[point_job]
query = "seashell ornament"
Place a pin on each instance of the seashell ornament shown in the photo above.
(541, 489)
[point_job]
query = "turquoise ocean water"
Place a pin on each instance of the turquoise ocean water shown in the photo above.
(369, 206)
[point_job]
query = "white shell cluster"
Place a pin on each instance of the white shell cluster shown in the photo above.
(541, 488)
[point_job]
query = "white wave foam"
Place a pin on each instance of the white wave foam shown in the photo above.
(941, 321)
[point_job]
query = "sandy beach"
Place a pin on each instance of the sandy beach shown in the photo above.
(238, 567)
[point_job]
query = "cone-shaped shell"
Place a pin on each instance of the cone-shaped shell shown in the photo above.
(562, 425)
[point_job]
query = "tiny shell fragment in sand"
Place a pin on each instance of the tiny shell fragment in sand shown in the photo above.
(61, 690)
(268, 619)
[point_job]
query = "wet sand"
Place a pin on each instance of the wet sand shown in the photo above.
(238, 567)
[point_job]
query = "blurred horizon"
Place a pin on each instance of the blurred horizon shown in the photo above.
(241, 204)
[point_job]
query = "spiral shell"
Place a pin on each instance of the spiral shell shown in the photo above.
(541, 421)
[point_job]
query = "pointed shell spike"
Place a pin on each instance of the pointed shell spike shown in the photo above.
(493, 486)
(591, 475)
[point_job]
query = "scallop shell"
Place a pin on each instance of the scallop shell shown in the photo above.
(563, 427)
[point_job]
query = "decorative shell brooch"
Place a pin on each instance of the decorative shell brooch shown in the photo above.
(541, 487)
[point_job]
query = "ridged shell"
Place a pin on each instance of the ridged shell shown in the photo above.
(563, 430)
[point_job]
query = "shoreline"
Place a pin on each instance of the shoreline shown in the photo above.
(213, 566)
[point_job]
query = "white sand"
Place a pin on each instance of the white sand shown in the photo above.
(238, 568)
________________
**REQUIRED WORK:**
All that should be returned is the run of lines from the one with "Place a pin on each instance of the white sand" to the last line of the material above, copied exactly.

**EXPECTED ANSWER:**
Place a pin on each instance of the white sand shown in the photo above.
(238, 568)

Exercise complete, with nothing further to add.